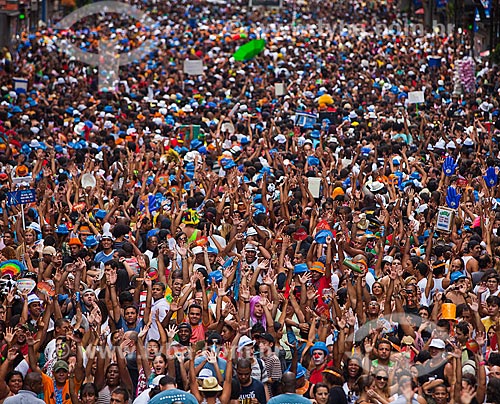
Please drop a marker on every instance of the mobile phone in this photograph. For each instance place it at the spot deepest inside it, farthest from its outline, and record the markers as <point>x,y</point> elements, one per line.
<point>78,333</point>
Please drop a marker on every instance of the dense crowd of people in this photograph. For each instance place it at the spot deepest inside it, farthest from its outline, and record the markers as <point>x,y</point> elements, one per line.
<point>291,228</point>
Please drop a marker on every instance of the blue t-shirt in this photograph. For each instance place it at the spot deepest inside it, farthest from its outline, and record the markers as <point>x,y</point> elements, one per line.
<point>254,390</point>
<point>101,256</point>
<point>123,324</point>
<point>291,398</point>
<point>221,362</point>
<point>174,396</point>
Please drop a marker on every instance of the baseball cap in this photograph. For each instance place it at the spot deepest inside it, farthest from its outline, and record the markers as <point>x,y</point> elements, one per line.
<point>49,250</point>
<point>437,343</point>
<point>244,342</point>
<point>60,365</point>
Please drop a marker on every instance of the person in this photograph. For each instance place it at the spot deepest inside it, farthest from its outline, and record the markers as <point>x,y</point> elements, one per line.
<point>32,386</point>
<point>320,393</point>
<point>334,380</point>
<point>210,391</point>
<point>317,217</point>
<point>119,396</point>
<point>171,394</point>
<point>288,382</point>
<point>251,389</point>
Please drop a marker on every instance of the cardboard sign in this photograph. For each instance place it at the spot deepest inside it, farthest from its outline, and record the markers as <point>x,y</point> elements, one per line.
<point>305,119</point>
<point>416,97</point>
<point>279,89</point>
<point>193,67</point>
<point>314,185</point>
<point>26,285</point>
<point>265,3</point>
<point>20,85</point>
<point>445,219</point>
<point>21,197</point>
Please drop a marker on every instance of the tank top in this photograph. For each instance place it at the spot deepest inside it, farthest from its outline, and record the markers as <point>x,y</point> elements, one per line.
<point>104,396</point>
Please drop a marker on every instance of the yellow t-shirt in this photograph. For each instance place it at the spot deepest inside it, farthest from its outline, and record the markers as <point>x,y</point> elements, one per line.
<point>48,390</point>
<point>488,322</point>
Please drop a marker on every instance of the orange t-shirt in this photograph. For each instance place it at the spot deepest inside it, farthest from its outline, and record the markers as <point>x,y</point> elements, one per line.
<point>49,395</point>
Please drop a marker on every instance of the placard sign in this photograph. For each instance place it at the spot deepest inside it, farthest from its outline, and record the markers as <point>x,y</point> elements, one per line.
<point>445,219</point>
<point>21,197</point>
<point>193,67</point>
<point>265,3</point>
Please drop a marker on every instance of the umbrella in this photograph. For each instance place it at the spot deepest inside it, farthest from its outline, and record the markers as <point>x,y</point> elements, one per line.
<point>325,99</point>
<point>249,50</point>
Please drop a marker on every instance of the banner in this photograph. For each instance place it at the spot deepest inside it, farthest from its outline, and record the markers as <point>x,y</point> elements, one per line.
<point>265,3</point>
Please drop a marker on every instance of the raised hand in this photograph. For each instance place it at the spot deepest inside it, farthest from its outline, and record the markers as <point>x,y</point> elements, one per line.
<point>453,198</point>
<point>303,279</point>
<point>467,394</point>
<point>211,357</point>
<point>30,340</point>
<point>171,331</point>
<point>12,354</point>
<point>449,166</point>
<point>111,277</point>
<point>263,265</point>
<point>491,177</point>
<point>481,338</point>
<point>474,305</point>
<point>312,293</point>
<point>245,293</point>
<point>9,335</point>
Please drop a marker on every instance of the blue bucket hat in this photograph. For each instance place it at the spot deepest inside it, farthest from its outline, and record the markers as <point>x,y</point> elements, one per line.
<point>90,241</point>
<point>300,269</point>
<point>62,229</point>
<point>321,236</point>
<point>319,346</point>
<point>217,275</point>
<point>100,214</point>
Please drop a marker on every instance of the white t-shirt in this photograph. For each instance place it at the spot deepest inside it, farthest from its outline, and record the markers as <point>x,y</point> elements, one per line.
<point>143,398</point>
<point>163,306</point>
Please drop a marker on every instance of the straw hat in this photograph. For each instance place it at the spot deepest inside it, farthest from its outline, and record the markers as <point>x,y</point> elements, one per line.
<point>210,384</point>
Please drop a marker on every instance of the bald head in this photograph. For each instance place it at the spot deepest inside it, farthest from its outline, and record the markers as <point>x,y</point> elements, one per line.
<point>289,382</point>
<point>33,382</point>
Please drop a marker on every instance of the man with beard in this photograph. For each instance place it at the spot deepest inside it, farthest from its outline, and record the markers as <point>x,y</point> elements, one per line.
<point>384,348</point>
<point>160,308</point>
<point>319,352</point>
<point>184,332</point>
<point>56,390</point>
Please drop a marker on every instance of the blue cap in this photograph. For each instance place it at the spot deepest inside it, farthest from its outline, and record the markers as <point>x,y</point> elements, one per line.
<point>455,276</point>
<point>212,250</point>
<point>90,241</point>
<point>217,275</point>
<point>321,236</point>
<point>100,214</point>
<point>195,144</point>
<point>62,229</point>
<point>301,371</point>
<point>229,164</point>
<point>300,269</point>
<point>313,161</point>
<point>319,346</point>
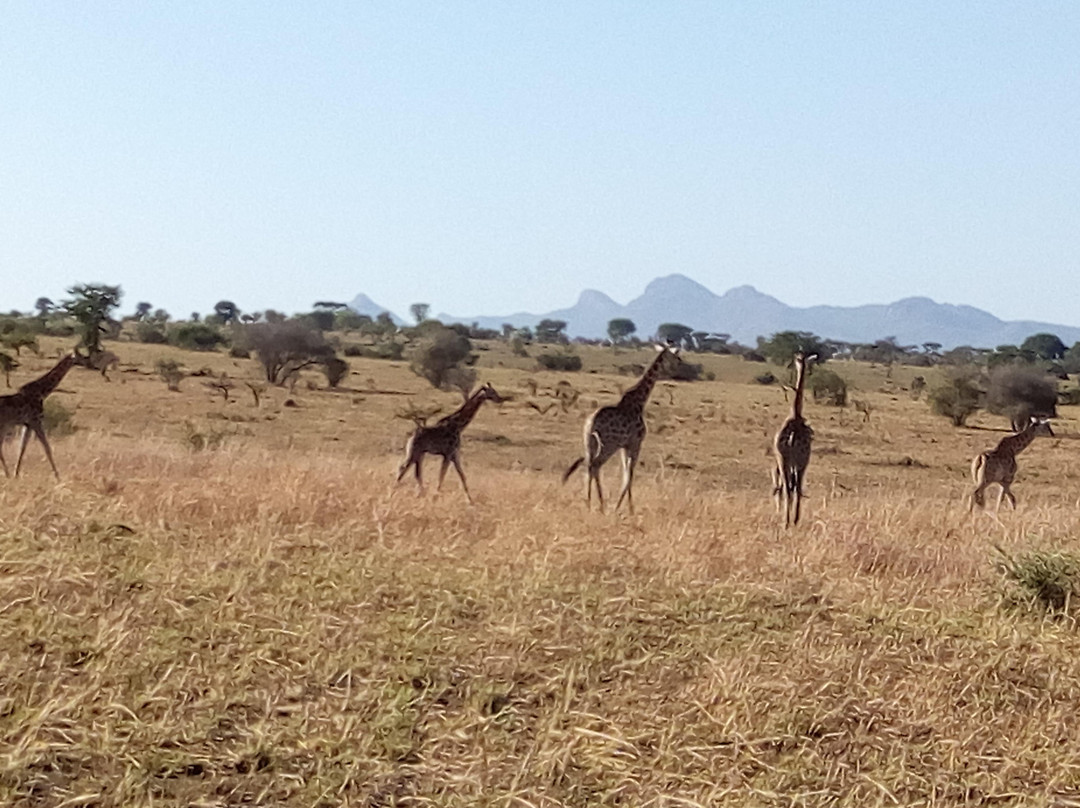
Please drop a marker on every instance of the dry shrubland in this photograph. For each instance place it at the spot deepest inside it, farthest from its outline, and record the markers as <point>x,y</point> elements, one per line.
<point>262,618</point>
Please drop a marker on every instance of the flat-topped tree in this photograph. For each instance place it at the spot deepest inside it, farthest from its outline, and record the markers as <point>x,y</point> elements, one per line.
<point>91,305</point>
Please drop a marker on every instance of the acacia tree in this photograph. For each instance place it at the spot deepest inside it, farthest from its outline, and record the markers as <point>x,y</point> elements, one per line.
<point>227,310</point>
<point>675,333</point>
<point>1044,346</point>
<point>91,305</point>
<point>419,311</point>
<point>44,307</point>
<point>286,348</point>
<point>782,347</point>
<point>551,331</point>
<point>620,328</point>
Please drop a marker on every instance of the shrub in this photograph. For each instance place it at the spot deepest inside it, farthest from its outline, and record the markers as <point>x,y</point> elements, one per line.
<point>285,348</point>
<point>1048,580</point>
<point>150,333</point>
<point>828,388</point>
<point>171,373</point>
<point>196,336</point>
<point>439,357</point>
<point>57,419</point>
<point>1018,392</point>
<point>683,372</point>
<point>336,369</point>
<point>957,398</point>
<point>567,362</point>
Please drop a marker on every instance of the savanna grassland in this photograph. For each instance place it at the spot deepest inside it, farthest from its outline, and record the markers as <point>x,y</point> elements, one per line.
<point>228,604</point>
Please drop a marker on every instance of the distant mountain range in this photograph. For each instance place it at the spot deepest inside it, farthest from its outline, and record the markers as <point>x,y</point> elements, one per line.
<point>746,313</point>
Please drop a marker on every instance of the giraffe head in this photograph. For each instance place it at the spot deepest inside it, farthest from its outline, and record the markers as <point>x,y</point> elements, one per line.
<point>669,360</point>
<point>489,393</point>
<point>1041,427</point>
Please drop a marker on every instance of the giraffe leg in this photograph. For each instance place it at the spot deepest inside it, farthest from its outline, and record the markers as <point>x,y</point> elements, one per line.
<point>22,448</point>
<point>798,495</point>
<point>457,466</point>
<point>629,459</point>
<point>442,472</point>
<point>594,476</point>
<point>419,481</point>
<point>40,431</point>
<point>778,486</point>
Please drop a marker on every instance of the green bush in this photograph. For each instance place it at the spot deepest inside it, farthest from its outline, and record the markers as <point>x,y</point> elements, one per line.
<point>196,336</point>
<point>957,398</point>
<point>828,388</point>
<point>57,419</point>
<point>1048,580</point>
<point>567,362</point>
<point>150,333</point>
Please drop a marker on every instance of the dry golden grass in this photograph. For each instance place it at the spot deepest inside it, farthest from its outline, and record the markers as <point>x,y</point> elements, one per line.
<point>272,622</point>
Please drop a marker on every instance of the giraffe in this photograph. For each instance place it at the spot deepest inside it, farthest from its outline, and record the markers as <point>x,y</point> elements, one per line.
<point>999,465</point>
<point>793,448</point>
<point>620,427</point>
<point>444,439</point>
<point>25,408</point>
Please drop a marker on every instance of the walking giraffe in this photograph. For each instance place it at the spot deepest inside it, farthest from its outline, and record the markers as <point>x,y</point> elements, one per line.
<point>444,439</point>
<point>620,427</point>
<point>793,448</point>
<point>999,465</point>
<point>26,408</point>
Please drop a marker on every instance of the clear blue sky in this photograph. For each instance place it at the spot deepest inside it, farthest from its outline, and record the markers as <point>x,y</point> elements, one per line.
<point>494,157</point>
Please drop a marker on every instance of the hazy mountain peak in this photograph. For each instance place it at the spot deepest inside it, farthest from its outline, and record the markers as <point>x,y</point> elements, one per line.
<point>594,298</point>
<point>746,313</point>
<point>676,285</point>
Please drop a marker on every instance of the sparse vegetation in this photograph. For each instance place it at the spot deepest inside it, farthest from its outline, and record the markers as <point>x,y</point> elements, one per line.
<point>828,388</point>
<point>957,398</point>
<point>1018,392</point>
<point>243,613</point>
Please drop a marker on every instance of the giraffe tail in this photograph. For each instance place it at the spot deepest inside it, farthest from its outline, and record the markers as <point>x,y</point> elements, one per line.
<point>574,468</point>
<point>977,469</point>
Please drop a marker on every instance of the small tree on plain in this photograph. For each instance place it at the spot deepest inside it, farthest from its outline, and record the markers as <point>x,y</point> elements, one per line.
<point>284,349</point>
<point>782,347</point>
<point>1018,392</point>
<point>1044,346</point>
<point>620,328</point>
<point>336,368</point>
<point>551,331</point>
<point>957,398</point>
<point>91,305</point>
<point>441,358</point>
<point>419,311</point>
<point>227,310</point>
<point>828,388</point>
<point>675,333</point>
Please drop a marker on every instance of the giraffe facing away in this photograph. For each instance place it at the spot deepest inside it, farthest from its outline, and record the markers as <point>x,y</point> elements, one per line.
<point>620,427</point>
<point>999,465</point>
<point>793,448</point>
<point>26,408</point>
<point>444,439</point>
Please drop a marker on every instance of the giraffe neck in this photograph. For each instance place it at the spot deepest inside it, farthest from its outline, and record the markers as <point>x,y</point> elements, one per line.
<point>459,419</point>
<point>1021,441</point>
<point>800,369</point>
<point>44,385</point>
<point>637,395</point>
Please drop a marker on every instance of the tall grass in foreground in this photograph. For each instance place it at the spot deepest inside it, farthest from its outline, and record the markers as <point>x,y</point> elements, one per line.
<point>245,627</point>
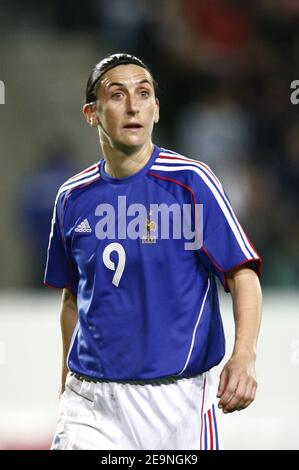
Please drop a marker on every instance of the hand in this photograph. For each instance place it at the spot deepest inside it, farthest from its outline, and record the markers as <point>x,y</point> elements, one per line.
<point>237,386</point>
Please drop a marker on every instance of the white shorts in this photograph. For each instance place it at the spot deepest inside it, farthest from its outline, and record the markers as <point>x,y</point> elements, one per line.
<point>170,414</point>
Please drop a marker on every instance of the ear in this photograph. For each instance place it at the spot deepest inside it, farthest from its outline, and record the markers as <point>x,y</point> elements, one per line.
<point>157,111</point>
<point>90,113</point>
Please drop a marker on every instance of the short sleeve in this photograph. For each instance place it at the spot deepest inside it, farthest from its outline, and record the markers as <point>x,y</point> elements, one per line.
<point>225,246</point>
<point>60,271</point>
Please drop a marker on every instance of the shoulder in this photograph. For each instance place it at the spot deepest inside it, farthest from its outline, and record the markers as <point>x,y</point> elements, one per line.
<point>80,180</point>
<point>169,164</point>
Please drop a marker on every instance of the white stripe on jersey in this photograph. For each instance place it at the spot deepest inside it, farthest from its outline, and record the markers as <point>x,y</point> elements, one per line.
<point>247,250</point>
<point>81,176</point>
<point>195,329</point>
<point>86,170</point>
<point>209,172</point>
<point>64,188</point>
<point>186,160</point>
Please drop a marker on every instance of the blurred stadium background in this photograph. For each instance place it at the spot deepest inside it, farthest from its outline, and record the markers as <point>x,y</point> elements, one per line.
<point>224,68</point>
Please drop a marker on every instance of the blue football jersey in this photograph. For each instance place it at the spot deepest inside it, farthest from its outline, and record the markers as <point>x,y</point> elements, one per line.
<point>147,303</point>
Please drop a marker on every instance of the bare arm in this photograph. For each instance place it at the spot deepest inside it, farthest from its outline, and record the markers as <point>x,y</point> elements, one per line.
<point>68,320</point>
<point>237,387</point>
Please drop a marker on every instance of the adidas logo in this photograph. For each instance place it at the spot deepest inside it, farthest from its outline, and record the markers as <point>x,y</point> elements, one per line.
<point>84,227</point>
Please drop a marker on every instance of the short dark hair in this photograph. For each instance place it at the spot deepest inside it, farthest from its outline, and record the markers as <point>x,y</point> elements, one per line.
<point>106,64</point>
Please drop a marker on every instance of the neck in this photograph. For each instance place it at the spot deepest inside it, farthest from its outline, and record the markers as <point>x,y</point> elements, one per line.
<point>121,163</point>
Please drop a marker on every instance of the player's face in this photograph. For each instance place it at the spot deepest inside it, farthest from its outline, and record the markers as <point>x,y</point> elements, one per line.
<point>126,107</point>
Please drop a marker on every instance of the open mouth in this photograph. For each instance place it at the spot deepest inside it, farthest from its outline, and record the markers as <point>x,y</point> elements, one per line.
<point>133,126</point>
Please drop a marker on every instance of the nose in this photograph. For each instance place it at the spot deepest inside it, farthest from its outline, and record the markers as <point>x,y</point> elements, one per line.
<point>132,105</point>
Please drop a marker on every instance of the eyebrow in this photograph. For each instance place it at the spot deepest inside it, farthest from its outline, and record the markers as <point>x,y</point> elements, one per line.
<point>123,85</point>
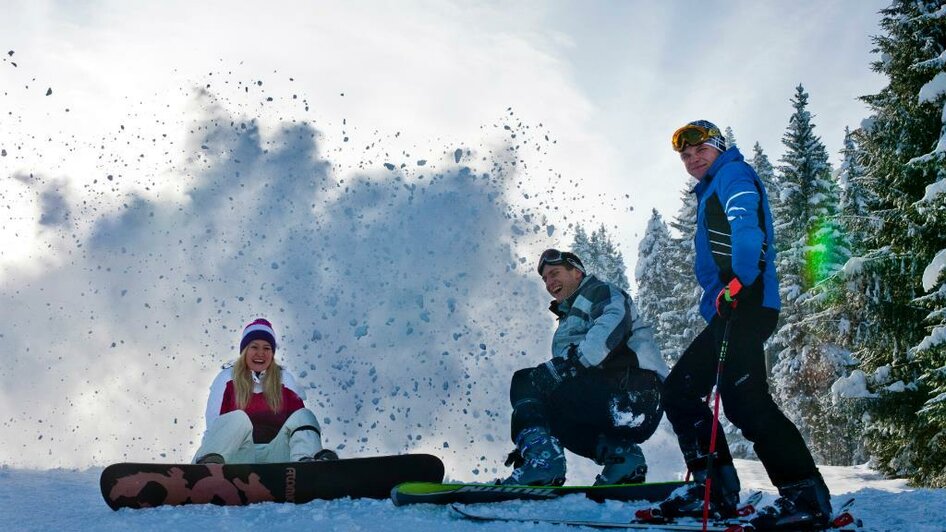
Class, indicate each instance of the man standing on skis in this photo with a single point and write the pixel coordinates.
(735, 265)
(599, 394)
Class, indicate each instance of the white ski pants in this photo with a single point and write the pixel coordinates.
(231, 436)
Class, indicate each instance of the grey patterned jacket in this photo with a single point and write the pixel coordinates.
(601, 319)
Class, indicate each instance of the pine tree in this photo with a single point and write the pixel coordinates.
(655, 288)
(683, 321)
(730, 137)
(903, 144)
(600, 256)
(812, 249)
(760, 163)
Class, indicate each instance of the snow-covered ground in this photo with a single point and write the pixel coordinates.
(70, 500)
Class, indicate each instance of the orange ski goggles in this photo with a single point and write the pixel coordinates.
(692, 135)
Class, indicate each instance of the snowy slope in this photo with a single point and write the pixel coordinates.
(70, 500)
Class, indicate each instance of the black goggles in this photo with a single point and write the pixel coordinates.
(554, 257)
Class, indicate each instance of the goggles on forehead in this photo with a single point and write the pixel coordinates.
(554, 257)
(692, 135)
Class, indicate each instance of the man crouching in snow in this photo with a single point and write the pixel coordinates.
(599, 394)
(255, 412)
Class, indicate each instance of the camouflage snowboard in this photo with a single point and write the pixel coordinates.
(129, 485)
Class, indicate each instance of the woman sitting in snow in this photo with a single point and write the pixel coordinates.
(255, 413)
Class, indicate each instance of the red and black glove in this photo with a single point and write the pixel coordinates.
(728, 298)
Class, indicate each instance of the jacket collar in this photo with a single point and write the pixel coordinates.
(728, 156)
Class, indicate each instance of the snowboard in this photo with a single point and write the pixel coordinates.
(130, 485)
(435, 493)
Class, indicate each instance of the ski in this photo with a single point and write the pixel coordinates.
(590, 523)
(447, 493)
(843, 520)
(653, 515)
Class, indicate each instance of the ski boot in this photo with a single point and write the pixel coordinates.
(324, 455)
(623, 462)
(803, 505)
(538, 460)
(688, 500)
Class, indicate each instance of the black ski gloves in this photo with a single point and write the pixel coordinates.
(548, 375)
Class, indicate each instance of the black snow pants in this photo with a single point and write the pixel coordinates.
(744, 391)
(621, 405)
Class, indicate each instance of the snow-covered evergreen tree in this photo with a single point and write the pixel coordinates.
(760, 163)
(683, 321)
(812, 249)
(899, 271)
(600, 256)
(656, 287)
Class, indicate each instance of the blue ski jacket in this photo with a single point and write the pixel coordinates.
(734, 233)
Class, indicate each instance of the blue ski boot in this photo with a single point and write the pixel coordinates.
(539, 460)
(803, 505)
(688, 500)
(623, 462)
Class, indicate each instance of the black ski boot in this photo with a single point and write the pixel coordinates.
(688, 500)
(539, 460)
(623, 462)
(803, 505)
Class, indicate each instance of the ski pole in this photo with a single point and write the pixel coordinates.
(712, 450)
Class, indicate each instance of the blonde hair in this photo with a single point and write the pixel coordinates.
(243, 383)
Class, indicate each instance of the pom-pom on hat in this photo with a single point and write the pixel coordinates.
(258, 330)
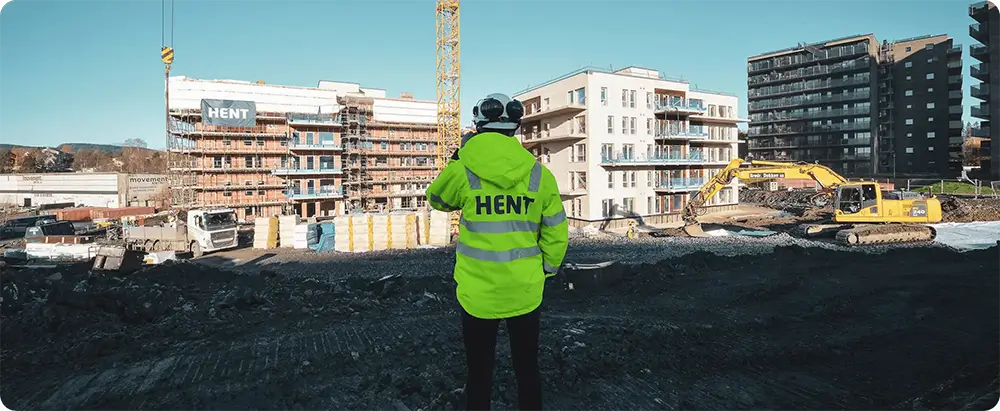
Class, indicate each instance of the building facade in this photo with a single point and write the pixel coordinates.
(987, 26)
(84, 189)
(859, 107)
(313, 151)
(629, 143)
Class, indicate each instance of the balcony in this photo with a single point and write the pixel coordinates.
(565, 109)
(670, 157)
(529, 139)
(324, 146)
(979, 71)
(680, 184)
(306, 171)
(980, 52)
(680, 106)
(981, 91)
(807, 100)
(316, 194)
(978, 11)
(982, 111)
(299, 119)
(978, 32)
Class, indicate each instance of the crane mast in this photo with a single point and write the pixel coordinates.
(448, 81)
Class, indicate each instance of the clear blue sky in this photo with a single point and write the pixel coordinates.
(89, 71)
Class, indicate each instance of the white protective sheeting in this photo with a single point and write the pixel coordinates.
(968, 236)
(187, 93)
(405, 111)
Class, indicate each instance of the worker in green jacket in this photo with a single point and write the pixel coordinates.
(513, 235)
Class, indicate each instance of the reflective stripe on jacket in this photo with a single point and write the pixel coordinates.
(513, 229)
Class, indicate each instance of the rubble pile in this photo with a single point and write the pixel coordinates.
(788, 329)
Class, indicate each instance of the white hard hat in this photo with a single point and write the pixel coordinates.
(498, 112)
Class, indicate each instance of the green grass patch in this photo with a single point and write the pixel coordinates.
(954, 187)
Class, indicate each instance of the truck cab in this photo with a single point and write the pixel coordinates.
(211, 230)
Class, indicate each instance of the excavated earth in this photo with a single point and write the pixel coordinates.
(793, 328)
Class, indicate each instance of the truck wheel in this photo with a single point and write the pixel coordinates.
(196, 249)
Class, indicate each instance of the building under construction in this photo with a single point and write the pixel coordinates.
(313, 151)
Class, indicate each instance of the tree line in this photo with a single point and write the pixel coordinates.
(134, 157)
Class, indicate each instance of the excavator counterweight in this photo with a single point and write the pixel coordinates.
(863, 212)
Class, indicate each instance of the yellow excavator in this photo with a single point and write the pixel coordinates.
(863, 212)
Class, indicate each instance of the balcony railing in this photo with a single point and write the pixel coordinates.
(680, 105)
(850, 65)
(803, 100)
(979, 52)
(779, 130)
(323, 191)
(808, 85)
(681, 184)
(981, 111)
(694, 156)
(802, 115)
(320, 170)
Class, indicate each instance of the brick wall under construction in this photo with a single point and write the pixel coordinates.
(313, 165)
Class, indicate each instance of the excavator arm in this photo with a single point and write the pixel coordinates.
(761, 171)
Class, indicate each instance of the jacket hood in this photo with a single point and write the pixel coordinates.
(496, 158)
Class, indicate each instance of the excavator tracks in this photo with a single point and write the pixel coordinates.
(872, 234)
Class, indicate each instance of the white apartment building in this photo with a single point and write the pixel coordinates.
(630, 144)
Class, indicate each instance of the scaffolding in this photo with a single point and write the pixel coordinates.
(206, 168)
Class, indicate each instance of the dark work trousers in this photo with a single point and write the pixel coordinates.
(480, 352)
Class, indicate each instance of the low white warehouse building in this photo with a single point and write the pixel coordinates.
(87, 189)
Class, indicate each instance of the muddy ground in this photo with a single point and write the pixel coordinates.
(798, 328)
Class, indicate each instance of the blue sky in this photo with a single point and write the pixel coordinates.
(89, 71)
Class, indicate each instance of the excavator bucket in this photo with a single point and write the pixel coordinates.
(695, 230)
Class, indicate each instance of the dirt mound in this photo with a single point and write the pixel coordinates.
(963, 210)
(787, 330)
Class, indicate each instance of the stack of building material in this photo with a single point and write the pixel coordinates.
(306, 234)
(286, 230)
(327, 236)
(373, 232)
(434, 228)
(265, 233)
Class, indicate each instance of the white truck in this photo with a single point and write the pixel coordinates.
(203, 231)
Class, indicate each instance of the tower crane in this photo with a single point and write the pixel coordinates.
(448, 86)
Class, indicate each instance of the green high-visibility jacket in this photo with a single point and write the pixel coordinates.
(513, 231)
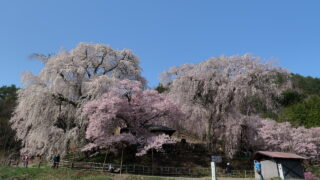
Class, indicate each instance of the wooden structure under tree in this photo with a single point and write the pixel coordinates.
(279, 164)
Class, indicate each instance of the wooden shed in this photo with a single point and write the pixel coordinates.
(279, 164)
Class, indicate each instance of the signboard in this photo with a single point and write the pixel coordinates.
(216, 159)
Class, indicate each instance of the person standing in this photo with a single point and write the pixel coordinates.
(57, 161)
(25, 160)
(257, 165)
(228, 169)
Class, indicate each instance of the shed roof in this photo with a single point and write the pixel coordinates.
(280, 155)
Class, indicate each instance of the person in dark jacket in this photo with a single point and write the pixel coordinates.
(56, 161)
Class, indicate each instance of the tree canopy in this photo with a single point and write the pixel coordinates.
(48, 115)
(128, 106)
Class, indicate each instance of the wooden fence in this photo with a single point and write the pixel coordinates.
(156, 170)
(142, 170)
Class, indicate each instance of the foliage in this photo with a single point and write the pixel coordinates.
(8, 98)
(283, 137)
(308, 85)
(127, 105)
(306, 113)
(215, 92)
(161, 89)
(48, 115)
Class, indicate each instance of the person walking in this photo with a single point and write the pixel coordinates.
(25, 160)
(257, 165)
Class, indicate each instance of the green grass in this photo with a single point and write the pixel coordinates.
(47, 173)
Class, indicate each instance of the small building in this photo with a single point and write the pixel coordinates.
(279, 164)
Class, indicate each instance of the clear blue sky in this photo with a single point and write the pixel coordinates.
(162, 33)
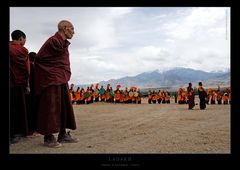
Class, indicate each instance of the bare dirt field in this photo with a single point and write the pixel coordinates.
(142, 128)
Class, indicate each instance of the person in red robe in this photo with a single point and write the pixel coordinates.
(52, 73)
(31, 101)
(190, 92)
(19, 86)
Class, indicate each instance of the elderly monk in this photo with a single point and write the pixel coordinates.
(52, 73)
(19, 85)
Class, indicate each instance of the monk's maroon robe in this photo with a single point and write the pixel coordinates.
------------------------
### Exercise aim
Please format the lines above, from the line with "Please drop a marker on every instance of the adidas" to the line with "<point>133,126</point>", as a numbered list, leaving out any blank lines.

### Reply to the exercise
1. Please drop a marker on every instance of the adidas logo in this photograph. For each instance place it at the spot deepest inside it, farthest from its outline, and record the markers as <point>x,y</point> elements, one per line.
2. <point>84,227</point>
3. Please drop a marker on every instance of the short dark hair in this photograph. For each instance place it at the spot deepest inside it, farthest from its outline, and record the markers as <point>x,y</point> elements, one per line.
4. <point>106,64</point>
5. Please drop a marker on every instance of the neck in this photograph. For each instance place it at the spot deepest inside it, farthest from its outline, and record the markers as <point>x,y</point> elements, one per line.
6. <point>121,163</point>
7. Please drop a marker on every instance of the player's face in this photograph. For each instance place it at the spot deepest inside it, farthest from its outline, and record the markers as <point>x,y</point> elements, one per line.
8. <point>126,107</point>
9. Please drop a marker on every instance of the open mouth in this photograph. For each instance place it at the spot deepest inside it, farthest from its outline, and record the markers as <point>x,y</point> elements, one per line.
10. <point>133,126</point>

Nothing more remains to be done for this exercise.